**GOAL**
Continue the patch email about the BMI1 requirement in the AVX2 strrchr code, starting right after its last line.

**PROVIDED PASSAGE**
■ ■ ■ ■ ■ ■ ■

On Sun, Oct 2, 2022 at 8:34 AM Aurelien Jarno <aurelien@aurel32.net> wrote:
>
> The AVX2 strrchr and wcsrchr implementation uses the 'blsmsk'
> instruction which belongs to the BMI1 CPU feature and the 'shrx'
> instruction, which belongs to the BMI2 CPU feature.
>
> Fixes: df7e295d18ff ("x86: Optimize {str|wcs}rchr-avx2")
> Partially resolves: BZ #29611
> ---
>  sysdeps/x86/isa-level.h                    |  1 +
>  sysdeps/x86_64/multiarch/ifunc-avx2.h      |  1 +
>  sysdeps/x86_64/multiarch/ifunc-impl-list.c | 17 ++++++++++++++---
>  3 files changed, 16 insertions(+), 3 deletions(-)
>
> diff --git a/sysdeps/x86/isa-level.h b/sysdeps/x86/isa-level.h
> index bbb90f5c5e..06f6c9663e 100644
> --- a/sysdeps/x86/isa-level.h
> +++ b/sysdeps/x86/isa-level.h
> @@ -79,6 +79,7 @@
>  /* ISA level >= 3 guaranteed includes.  */
>  #define AVX_X86_ISA_LEVEL 3
>  #define AVX2_X86_ISA_LEVEL 3
> +#define BMI1_X86_ISA_LEVEL 3
>  #define BMI2_X86_ISA_LEVEL 3
>  #define LZCNT_X86_ISA_LEVEL 3
>  #define MOVBE_X86_ISA_LEVEL 3
> diff --git a/sysdeps/x86_64/multiarch/ifunc-avx2.h b/sysdeps/x86_64/multiarch/ifunc-avx2.h
> index f1741083fd..f2f5e8a211 100644
> --- a/sysdeps/x86_64/multiarch/ifunc-avx2.h
> +++ b/sysdeps/x86_64/multiarch/ifunc-avx2.h
> @@ -36,6 +36,7 @@ IFUNC_SELECTOR (void)
>    const struct cpu_features *cpu_features = __get_cpu_features ();
>
>    if (X86_ISA_CPU_FEATURE_USABLE_P (cpu_features, AVX2)
> +      && X86_ISA_CPU_FEATURE_USABLE_P (cpu_features, BMI1)
>        && X86_ISA_CPU_FEATURE_USABLE_P (cpu_features, BMI2)
>        && X86_ISA_CPU_FEATURE_USABLE_P (cpu_features, LZCNT)

■ ■ ■ ■ ■ ■ ■

**RAW DATA**
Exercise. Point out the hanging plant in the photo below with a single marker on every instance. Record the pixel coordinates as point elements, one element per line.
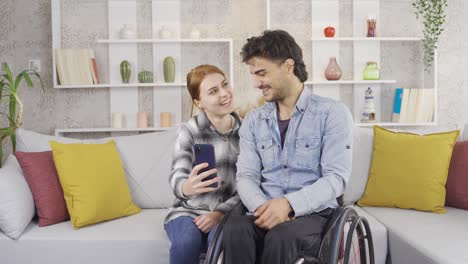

■ ■ ■ ■ ■ ■ ■

**RESULT**
>        && X86_ISA_CPU_FEATURES_ARCH_P (cpu_features,
> diff --git a/sysdeps/x86_64/multiarch/ifunc-impl-list.c b/sysdeps/x86_64/multiarch/ifunc-impl-list.c
> index 4ee28c99bd..1c8afa229f 100644
> --- a/sysdeps/x86_64/multiarch/ifunc-impl-list.c
> +++ b/sysdeps/x86_64/multiarch/ifunc-impl-list.c
> @@ -575,13 +575,19 @@ __libc_ifunc_impl_list (const char *name, struct libc_ifunc_impl *array,
>    IFUNC_IMPL (i, name, strrchr,
>               X86_IFUNC_IMPL_ADD_V4 (array, i, strrchr,
>                                      (CPU_FEATURE_USABLE (AVX512VL)
> -                                     && CPU_FEATURE_USABLE (AVX512BW)),
> +                                     && CPU_FEATURE_USABLE (AVX512BW)
> +                                     && CPU_FEATURE_USABLE (BMI1)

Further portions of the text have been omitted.